Pull out each line from the items below that contains the word "hockey", and copy those lines unchanged.
### RECORDS FOR THE TASK
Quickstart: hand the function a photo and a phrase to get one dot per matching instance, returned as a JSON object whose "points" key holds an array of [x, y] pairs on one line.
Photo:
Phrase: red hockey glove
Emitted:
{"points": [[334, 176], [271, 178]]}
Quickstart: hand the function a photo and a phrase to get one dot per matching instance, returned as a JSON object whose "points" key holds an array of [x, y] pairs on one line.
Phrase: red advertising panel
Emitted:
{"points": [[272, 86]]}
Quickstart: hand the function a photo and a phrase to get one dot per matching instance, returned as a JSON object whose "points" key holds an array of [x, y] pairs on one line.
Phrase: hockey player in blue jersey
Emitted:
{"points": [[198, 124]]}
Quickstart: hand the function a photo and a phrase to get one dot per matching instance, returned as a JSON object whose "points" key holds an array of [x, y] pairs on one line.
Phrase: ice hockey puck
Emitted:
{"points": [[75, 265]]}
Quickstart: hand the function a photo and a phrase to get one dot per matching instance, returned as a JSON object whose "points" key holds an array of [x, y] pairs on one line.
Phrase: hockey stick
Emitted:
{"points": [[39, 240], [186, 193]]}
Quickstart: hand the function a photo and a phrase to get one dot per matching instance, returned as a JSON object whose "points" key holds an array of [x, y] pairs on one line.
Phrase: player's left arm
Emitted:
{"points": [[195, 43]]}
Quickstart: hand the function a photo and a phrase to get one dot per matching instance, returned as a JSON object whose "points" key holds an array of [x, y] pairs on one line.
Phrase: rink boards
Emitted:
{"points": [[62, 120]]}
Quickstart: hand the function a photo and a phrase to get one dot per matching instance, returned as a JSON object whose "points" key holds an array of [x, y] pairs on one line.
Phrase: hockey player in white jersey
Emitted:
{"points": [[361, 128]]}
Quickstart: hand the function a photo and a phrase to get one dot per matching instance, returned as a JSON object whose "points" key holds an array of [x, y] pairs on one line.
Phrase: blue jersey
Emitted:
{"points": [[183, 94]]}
######
> _THE RESULT_:
Phrase: red hockey glove
Phrase: hockey player in blue jersey
Phrase: ice hockey puck
Phrase: hockey stick
Phrase: hockey player in white jersey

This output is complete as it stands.